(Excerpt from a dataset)
....................

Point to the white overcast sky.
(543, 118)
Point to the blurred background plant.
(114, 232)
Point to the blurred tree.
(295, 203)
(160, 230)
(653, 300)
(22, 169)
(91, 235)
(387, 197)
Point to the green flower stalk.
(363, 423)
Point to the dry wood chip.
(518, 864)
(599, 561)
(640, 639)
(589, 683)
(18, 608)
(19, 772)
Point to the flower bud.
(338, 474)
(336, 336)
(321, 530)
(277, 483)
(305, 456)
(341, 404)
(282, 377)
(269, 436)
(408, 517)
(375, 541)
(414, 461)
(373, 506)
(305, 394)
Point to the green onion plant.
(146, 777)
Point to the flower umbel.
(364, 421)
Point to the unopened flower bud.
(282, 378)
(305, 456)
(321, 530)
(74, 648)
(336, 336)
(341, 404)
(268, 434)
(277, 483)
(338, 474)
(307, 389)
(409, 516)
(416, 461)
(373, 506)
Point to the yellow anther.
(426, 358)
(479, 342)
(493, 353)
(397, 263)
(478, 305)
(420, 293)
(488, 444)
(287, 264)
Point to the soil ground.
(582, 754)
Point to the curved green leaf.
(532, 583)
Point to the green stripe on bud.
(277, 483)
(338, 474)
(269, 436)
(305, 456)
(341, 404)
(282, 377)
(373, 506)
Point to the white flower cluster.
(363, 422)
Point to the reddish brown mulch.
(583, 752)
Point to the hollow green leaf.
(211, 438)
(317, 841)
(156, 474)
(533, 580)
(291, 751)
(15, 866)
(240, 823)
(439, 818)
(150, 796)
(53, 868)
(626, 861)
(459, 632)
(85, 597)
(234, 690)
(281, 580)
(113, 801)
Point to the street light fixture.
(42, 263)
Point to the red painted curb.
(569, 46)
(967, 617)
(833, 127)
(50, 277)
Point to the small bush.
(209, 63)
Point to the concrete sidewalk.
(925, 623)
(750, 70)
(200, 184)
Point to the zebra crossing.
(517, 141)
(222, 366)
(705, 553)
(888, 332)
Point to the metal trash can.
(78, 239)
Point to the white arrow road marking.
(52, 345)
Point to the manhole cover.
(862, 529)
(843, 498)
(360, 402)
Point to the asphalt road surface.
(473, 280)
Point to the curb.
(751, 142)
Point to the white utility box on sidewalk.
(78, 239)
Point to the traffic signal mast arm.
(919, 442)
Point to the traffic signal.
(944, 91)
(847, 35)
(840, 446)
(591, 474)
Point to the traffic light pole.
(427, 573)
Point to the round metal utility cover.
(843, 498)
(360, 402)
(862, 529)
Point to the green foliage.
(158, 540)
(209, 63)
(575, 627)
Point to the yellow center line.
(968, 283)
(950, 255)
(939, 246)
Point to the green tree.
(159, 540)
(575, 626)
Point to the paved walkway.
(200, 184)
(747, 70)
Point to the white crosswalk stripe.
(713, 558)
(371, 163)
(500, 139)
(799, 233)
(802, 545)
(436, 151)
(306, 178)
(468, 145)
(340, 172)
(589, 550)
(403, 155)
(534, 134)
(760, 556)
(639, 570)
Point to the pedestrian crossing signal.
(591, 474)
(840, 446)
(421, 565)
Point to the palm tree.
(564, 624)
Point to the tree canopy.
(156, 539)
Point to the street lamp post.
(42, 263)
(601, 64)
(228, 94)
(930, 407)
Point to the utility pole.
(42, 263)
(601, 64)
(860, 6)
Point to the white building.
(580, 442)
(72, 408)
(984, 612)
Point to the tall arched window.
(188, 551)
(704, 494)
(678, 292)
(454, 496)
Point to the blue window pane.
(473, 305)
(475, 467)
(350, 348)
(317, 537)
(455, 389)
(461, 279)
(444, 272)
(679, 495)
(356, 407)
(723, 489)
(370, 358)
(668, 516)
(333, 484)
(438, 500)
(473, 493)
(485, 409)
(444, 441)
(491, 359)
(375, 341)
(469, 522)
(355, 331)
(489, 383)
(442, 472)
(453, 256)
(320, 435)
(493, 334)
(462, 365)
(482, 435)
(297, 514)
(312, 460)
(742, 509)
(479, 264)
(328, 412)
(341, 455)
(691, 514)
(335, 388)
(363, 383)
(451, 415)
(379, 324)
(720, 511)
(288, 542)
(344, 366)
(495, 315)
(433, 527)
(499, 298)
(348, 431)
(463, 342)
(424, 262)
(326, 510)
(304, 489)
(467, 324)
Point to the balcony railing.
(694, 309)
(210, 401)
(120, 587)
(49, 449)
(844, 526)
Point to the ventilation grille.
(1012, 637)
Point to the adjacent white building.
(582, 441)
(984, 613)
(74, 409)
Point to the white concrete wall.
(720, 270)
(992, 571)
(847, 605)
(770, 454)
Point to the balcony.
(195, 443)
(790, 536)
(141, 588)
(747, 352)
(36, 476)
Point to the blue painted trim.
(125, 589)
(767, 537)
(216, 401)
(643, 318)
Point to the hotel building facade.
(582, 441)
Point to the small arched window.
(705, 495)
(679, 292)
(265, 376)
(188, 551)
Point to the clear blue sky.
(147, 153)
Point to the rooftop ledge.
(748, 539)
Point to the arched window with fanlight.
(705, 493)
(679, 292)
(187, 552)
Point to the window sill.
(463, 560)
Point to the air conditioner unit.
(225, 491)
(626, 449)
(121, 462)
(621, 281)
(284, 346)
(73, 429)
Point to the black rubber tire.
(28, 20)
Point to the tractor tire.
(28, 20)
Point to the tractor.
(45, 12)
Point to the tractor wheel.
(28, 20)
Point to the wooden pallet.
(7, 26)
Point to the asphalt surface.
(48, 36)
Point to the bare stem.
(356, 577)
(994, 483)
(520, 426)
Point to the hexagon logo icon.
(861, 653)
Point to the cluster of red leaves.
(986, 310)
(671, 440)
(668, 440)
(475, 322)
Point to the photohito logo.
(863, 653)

....................

Copy all of the material above line for line, without changing anything.

:: SOLUTION TO THE PROBLEM ::
Point to the white overcast sky.
(543, 118)
Point to the blurred background plant.
(114, 232)
Point to the blurred tree.
(295, 203)
(160, 230)
(653, 300)
(22, 169)
(91, 235)
(387, 197)
Point to the green flower stalk.
(363, 423)
Point to the dry wood chip.
(518, 864)
(599, 561)
(640, 639)
(589, 683)
(18, 608)
(19, 772)
Point to the flower bud.
(338, 474)
(336, 336)
(321, 530)
(277, 483)
(305, 456)
(341, 404)
(282, 377)
(269, 436)
(408, 517)
(375, 541)
(414, 461)
(373, 506)
(305, 394)
Point to the green onion plant.
(146, 777)
Point to the flower umbel.
(364, 421)
Point to the unopened flower bud.
(282, 378)
(305, 456)
(321, 530)
(74, 648)
(336, 336)
(341, 404)
(268, 434)
(277, 483)
(338, 474)
(307, 389)
(409, 516)
(416, 461)
(373, 506)
Point to the yellow anther.
(426, 358)
(479, 342)
(493, 353)
(397, 263)
(478, 305)
(420, 293)
(488, 444)
(287, 264)
Point to the soil ground.
(582, 754)
Point to the curved green leaf.
(532, 583)
Point to the green stripe on bud.
(277, 483)
(338, 474)
(269, 436)
(305, 456)
(341, 404)
(282, 377)
(373, 506)
Point to the white flower cluster.
(363, 422)
Point to the reddish brown mulch.
(583, 752)
Point to the hollow green leaf.
(211, 438)
(317, 841)
(156, 474)
(533, 580)
(291, 751)
(15, 866)
(240, 823)
(439, 818)
(150, 796)
(53, 868)
(626, 861)
(459, 632)
(85, 597)
(234, 690)
(281, 580)
(113, 801)
Point to the street light fixture.
(42, 263)
Point to the red painted curb.
(569, 46)
(967, 617)
(833, 127)
(50, 277)
Point to the small bush.
(209, 63)
Point to the concrete sidewalk.
(925, 623)
(750, 70)
(200, 184)
Point to the zebra crossing.
(517, 141)
(222, 366)
(705, 553)
(888, 332)
Point to the metal trash can.
(78, 239)
Point to the white arrow road marking.
(52, 345)
Point to the manhole cover.
(862, 529)
(843, 498)
(360, 402)
Point to the asphalt road surface.
(473, 280)
Point to the curb.
(751, 142)
Point to the white utility box on sidewalk.
(78, 239)
Point to the traffic signal mast arm.
(919, 442)
Point to the traffic signal.
(944, 91)
(847, 35)
(840, 446)
(591, 474)
Point to the traffic light pole.
(427, 573)
Point to the round metal utility cover.
(843, 498)
(360, 402)
(862, 529)
Point to the green foliage.
(158, 540)
(209, 63)
(575, 627)
Point to the yellow center line.
(968, 283)
(950, 255)
(939, 246)
Point to the green tree.
(159, 540)
(575, 626)
Point to the paved walkway.
(200, 184)
(747, 70)
Point to the white crosswalk stripe.
(713, 558)
(371, 163)
(500, 139)
(799, 233)
(802, 545)
(436, 151)
(306, 178)
(468, 145)
(340, 172)
(589, 550)
(403, 155)
(534, 134)
(760, 556)
(639, 570)
Point to the pedestrian crossing signal.
(591, 474)
(840, 446)
(421, 565)
Point to the palm tree.
(564, 624)
Point to the tree canopy.
(156, 539)
Point to the street lamp post.
(42, 263)
(601, 64)
(228, 94)
(930, 407)
Point to the utility pole.
(42, 263)
(601, 64)
(860, 6)
Point to the white building.
(580, 442)
(72, 408)
(984, 612)
Point to the tall arched window.
(188, 551)
(704, 494)
(678, 292)
(454, 496)
Point to the blue window pane.
(473, 305)
(475, 467)
(350, 348)
(317, 537)
(455, 389)
(461, 279)
(444, 272)
(679, 495)
(356, 407)
(723, 489)
(370, 358)
(668, 516)
(333, 484)
(438, 500)
(473, 493)
(485, 409)
(444, 441)
(491, 359)
(375, 341)
(469, 522)
(355, 331)
(489, 383)
(442, 472)
(453, 256)
(320, 435)
(493, 334)
(462, 365)
(482, 435)
(297, 514)
(312, 460)
(742, 509)
(479, 264)
(328, 412)
(341, 455)
(691, 514)
(335, 388)
(363, 383)
(451, 415)
(379, 324)
(720, 511)
(288, 542)
(344, 366)
(495, 315)
(433, 527)
(499, 298)
(348, 431)
(463, 342)
(424, 262)
(326, 510)
(304, 489)
(467, 324)
Point to the balcony railing.
(694, 309)
(210, 401)
(120, 587)
(49, 449)
(844, 526)
Point to the ventilation grille.
(1012, 637)
Point to the adjacent white building.
(582, 441)
(984, 613)
(74, 409)
Point to the white concrete wall.
(720, 270)
(992, 571)
(847, 605)
(770, 454)
Point to the balcony.
(195, 443)
(790, 536)
(141, 588)
(747, 352)
(36, 476)
Point to the blue painted trim.
(125, 589)
(767, 537)
(216, 401)
(643, 318)
Point to the hotel building facade.
(582, 441)
Point to the small arched window.
(705, 495)
(679, 292)
(265, 376)
(188, 551)
Point to the clear blue sky.
(147, 153)
Point to the rooftop ledge.
(748, 539)
Point to the arched window with fanlight.
(705, 493)
(679, 292)
(187, 552)
Point to the window sill.
(463, 560)
Point to the air conditioner unit.
(225, 491)
(626, 449)
(121, 462)
(621, 281)
(284, 346)
(73, 429)
Point to the black rubber tire.
(28, 20)
Point to the tractor tire.
(28, 20)
Point to the tractor.
(45, 12)
Point to the tractor wheel.
(28, 20)
Point to the wooden pallet.
(7, 26)
Point to the asphalt surface.
(48, 36)
Point to the bare stem.
(356, 577)
(994, 483)
(520, 426)
Point to the hexagon logo icon.
(861, 653)
Point to the cluster of red leaves.
(986, 310)
(671, 440)
(668, 440)
(475, 322)
Point to the photohito logo.
(863, 653)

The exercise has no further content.